Brief:
Each entry must be output once more without any change.

Input material:
------------------------------------------------------------
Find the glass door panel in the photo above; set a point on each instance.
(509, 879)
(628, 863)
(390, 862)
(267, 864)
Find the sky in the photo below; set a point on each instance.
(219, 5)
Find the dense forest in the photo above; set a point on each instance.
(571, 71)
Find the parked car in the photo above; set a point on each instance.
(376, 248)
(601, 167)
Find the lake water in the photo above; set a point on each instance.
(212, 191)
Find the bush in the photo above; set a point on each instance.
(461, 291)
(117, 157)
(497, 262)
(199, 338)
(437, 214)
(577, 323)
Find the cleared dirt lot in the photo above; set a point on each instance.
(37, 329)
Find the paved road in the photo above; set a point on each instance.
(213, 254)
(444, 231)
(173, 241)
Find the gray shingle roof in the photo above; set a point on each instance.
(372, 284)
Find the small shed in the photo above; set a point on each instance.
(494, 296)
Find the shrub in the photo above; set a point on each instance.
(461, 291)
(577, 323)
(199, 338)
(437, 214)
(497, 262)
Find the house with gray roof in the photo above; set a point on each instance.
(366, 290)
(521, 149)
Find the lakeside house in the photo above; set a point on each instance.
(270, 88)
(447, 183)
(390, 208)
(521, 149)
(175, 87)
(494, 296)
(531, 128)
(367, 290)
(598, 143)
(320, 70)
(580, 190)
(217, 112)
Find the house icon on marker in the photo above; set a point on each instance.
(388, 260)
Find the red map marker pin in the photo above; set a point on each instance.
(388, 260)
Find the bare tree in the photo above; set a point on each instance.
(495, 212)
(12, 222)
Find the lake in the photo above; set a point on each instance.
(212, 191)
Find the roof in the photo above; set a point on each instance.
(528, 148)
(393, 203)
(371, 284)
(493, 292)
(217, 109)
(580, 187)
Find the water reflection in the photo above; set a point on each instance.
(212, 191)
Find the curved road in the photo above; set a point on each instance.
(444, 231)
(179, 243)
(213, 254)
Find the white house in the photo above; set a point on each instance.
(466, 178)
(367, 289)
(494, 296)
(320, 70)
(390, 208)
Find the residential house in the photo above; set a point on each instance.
------------------------------------------------------------
Answer space:
Find the glass door panel in the photo above; set a point on each instance.
(509, 879)
(628, 863)
(390, 862)
(267, 864)
Find the sky in the photo below; set a point on each instance.
(219, 5)
Find the dense forest in the photo above; set a point on each instance.
(571, 71)
Find the parked car in the photo above; set a point on each instance.
(376, 248)
(601, 167)
Find the lake water in the photo above; set a point on each instance.
(212, 191)
Find the bush in the photo above; set a point on each instance.
(461, 291)
(117, 157)
(497, 262)
(199, 338)
(437, 214)
(577, 323)
Find the cleared dirt lot in the photo above; set a point on each instance.
(37, 329)
Find the paved road in the photo above; set a point on each instance.
(213, 254)
(444, 231)
(173, 241)
Find the gray shingle roof in the photo above; set a point on each instance.
(372, 284)
Find the small shed in the photo above; set a point on each instance.
(494, 296)
Find the shrub in the photo above; set a point on each instance.
(461, 291)
(577, 323)
(199, 338)
(437, 214)
(497, 262)
Find the house with gray roof in the photo above; set a point on each instance.
(366, 290)
(521, 149)
Find the lakeside house in the photo above; set a point on each instance.
(270, 88)
(447, 183)
(390, 208)
(521, 149)
(175, 87)
(494, 296)
(531, 128)
(367, 290)
(598, 143)
(320, 70)
(580, 190)
(217, 112)
Find the house icon on marker in the photo above; set a point on each instance.
(388, 260)
Find the red map marker pin in the photo above; set a point on each instance.
(388, 260)
Find the bare tree in the photo above; set a point on each instance.
(495, 212)
(12, 222)
Find the lake in the photo above; set a point on each instance.
(212, 191)
Find the roof in the photo above; set a point on each instance.
(528, 148)
(393, 203)
(371, 284)
(493, 292)
(217, 109)
(580, 187)
Find the water reflection in the photo above; set a point on each instance.
(212, 191)
Find the curved road in the photo above; set a point on each instance.
(444, 231)
(179, 243)
(213, 254)
Find the white house in the photo above; set a point on each instance.
(466, 178)
(367, 289)
(494, 296)
(320, 70)
(390, 208)
Find the residential house in the photo above; set a point on each instance.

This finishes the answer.